> _Work to complete_
Copy the part of the entries below that opens with the line containing "Please annotate every tree" and runs through the end of the entries, reproducing every line exactly.

> _Input records_

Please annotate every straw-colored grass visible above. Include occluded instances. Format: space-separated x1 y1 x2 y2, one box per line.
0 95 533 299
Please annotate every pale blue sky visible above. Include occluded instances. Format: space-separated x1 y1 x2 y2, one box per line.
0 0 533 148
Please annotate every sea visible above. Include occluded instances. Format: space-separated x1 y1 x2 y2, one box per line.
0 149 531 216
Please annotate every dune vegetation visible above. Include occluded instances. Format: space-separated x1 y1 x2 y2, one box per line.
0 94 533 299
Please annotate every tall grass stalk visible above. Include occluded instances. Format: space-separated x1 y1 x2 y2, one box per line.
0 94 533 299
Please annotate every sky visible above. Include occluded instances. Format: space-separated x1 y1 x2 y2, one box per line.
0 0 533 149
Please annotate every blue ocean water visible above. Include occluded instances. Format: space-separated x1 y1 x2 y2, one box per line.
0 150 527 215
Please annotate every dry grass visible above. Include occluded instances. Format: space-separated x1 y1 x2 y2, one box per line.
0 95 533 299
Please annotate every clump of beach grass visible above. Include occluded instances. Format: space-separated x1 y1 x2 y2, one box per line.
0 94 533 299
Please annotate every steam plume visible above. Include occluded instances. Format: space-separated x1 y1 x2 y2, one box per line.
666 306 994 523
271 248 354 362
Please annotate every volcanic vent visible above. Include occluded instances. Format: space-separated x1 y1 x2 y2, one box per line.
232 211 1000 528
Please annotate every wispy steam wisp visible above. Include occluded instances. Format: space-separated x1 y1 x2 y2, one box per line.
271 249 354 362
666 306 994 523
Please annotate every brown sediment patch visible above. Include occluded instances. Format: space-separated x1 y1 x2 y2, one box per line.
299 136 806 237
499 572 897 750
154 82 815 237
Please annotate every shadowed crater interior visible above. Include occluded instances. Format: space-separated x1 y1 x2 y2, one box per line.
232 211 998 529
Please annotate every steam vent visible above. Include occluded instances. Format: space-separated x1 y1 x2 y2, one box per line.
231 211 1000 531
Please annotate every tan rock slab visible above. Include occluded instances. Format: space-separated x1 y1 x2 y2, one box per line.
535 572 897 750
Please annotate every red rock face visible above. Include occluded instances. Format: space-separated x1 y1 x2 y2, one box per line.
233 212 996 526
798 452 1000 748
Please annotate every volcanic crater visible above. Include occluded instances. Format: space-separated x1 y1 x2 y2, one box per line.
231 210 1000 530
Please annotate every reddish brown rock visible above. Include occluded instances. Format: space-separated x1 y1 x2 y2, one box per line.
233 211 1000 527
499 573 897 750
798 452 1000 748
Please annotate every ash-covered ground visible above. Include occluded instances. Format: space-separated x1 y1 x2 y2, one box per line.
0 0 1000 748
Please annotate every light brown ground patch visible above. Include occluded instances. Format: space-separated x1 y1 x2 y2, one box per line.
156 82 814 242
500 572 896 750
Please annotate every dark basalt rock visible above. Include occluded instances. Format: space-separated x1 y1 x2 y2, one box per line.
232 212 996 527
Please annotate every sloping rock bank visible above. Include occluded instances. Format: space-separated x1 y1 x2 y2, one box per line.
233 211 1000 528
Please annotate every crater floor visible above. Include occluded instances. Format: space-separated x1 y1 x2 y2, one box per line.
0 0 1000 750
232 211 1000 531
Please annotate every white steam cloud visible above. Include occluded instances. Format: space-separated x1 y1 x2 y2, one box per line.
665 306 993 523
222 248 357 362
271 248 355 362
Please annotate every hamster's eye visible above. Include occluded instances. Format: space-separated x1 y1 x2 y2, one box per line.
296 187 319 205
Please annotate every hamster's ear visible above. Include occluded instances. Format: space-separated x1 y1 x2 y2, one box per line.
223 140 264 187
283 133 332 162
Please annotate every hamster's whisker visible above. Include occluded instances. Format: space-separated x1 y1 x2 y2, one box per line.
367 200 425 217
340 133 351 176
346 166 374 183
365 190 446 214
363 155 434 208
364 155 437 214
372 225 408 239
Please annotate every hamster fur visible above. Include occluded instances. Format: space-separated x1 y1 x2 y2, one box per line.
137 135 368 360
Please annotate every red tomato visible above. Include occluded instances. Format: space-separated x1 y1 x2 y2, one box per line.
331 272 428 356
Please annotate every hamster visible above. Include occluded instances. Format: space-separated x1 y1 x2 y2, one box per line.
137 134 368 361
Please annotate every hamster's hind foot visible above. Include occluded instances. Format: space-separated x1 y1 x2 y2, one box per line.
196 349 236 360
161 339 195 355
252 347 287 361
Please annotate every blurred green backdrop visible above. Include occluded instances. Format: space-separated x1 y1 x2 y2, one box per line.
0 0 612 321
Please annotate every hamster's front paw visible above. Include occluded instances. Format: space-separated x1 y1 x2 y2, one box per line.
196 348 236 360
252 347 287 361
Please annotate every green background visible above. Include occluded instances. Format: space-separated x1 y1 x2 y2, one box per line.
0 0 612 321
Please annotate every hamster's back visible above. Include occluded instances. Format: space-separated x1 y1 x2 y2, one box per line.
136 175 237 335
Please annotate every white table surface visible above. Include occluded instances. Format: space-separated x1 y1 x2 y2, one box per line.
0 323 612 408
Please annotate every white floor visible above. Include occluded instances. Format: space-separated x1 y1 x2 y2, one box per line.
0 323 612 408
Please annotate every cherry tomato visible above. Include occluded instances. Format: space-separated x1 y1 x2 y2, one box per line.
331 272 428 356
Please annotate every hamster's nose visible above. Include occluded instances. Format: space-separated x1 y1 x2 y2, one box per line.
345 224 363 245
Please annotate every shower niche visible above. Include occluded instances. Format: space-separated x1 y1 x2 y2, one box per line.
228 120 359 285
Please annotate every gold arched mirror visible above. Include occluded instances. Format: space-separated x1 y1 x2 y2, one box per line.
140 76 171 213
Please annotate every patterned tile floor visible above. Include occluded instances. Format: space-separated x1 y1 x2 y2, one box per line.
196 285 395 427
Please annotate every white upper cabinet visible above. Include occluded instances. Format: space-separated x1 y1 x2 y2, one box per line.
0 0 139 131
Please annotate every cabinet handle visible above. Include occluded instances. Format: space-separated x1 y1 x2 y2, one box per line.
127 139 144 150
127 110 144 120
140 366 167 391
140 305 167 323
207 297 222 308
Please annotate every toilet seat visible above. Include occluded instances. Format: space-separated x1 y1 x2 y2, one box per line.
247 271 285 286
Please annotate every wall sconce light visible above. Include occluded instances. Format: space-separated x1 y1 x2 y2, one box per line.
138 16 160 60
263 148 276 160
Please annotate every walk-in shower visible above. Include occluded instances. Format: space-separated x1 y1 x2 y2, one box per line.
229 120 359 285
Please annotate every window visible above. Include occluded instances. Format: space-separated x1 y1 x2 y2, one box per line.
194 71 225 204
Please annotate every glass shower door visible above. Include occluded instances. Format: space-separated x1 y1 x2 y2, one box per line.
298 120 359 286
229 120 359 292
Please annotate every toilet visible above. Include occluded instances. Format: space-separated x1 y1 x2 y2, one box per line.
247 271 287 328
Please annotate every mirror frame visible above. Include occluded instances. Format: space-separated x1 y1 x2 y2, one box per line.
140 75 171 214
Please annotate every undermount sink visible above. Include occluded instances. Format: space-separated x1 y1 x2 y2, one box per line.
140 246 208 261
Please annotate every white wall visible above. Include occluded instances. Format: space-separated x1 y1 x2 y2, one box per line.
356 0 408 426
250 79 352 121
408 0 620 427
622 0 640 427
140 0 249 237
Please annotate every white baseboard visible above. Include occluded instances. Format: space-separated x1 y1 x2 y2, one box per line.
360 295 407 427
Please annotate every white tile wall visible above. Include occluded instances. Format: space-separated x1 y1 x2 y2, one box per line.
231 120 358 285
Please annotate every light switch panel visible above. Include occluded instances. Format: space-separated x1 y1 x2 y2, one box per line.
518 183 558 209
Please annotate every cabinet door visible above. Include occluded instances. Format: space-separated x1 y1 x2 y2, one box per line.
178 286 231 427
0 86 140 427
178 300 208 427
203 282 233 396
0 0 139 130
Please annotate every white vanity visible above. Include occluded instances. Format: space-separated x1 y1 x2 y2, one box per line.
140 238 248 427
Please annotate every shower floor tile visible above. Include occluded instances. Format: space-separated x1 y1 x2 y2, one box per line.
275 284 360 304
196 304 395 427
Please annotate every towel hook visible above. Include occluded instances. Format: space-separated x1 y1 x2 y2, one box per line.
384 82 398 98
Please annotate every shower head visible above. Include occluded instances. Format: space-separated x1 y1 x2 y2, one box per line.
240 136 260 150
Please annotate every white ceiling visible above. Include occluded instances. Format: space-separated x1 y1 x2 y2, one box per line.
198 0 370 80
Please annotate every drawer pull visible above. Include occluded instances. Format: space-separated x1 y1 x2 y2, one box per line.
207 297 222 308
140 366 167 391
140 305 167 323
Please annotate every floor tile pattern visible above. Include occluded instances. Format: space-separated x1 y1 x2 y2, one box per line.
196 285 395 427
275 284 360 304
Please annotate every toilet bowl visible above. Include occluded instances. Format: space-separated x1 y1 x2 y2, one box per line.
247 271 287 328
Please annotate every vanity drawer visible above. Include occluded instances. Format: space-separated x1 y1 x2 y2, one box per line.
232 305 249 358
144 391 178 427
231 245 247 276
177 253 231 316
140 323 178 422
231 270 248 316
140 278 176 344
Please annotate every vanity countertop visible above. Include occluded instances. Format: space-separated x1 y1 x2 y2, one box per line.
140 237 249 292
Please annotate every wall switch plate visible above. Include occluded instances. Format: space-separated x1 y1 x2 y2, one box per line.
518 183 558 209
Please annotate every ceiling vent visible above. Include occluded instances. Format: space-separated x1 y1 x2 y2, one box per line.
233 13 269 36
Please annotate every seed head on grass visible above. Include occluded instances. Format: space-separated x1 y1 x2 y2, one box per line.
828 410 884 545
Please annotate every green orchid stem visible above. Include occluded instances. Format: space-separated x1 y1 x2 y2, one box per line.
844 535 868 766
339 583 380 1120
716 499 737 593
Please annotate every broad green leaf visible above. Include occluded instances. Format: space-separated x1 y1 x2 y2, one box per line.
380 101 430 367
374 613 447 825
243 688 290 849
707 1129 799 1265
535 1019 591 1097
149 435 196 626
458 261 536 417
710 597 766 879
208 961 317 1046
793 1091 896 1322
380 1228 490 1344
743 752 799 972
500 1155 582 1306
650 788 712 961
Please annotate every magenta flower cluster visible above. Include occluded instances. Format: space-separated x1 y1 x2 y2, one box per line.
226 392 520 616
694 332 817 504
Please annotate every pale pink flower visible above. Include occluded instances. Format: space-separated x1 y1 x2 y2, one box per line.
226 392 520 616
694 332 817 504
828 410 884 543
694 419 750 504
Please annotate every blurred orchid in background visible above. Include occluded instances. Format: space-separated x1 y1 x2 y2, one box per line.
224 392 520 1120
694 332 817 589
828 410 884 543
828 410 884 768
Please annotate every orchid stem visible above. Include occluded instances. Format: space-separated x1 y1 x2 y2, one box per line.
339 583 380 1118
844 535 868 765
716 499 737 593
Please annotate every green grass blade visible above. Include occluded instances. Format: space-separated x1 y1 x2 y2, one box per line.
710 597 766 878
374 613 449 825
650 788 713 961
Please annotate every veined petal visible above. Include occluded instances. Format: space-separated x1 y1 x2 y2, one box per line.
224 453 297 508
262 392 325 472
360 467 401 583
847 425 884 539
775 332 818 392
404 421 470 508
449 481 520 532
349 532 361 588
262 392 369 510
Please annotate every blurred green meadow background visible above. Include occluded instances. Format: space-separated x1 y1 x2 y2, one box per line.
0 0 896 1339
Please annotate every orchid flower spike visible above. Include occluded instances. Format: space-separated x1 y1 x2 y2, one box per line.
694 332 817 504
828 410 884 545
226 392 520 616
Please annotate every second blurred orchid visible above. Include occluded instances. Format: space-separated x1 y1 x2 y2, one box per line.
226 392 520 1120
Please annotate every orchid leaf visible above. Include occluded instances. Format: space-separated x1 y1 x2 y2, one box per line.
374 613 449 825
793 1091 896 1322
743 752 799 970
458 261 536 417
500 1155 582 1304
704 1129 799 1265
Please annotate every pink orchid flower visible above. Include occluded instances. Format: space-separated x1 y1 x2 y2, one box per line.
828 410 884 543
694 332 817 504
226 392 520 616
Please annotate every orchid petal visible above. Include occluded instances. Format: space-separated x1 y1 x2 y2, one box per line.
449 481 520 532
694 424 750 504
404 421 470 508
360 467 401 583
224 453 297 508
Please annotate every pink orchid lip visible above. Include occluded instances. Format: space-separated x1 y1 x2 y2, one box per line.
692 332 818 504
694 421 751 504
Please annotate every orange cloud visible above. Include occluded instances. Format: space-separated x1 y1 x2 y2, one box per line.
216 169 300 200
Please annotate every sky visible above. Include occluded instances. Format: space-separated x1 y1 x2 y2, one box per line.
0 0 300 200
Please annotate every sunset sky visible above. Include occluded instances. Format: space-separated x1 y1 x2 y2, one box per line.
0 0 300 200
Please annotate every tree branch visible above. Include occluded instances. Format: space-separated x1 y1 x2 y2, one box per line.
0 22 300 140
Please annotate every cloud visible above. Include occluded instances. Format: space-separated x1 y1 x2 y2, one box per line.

> _Solution for this task_
Please annotate every tree branch visible above. Include occluded instances. Format: space-separated x1 y1 x2 y2, one box per line.
0 22 300 140
Please annotate every cloud visible above. Include occluded instances. Format: space-separated x1 y1 x2 y2, one box per line.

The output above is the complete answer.